• Text segment
‘I am in your hands, Queenie, and you shall do with me what you will; but you promised . . .’
‘You mean I promised that I would never make you less than—’
‘Less than your King,’ he interrupted, ‘and if I give in now I shall be less than that. I would rather die than give in now—give in to the howling of the English mob.’15
J. M. Tuohy speculated about Parnell’s conduct during these negotiations:
It may have been that his uninterrupted course from victory to victory for sixteen years had imbued a mind somewhat susceptible to occult influence with something of a fatalistic tinge, and that he had become convinced that fate had appointed him its spec
ial instrument to secure for his countrymen the fulfilment of their aspirations. It required some such hypothesis to account for the impassive resolution with which he argued down all suggestions, from whatever source they proceeded, which had for their object the real conversation of his influence and position by bringing about his temporary retirement.16
Parnell was thus launched on the final phase of the most bitter struggle of his life. The struggle was waged with an obscene verbal cruelty and frequent physical violence on both sides. It was war to the knife, with no holds barred—a mode of conflict which inevitably told more heavily on the weaker party.

• Dataset excerpts
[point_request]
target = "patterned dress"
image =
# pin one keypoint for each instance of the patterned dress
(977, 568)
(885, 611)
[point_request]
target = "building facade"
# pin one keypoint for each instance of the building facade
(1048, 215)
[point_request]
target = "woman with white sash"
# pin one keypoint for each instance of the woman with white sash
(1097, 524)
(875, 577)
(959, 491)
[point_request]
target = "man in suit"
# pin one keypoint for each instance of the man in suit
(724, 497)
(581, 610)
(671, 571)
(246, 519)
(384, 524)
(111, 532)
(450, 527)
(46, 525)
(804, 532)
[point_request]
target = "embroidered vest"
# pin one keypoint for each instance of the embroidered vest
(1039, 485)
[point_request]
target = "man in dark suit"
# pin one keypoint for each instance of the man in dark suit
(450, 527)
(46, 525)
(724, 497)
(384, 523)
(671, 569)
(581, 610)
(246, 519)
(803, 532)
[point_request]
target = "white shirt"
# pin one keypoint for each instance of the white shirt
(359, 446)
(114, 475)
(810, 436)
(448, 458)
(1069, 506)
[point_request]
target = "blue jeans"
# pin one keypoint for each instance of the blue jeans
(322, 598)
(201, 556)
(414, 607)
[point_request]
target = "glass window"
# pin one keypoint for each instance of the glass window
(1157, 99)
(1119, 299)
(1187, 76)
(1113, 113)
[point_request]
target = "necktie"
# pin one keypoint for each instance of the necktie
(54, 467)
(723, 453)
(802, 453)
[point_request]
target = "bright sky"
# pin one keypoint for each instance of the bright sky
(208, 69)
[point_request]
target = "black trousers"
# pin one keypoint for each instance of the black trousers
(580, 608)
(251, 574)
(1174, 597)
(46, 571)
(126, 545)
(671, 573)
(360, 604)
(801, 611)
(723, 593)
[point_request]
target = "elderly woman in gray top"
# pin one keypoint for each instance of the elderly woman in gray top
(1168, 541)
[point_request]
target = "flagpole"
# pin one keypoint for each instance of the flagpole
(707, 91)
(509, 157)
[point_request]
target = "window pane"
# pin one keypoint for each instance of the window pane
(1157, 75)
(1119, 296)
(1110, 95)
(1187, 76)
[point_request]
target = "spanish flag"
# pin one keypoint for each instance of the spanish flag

• Problems and tasks
1/ In Tuohy's speculation in the passage on Parnell, how many years had Parnell's uninterrupted course from victory to victory lasted?
2/ Pick up the passage on Parnell's final struggle after its last sentence and write what follows.

• Your written answers
1/ Sixteen years.

2/
4
Two more seats fell vacant—unluckily for Parnell. In April an election became necessary in North Sligo, and another in Carlow in July. A victory at the polls was vitally necessary if any popular confidence in Parnell’s leadership was to be restored. In North Sligo, where clerical influence was exerted for as well as against him, it seemed for a time that he might be successful, but in the outcome his candidate was defeated by a fairly narrow margin. The result may well have been a decisive setback in Parnell’s campaign to regain his lost ascendancy: thereafter his popularity waned rapidly, and the result at Carlow, where his reluctant candidate, Andrew Kettle, was heavily defeated, was for many observers a foregone conclusion. Nothing daunted, on 25 June 1891 he married Katharine O’Shea at the registry office in Steyning and provoked the defection from his side of the unctuously Catholic Freeman’s Journal. The Orange Tory Lord George Hamilton, however, admired his loyalty to Mrs O’Shea and spoke of ‘an element of great tenderness in his character’. Two days later he celebrated his forty-fifth and last birthday. In his heart he cannot have been a happy man. The experience of abuse must have been an excruciating one for a man of Parnell’s disposition.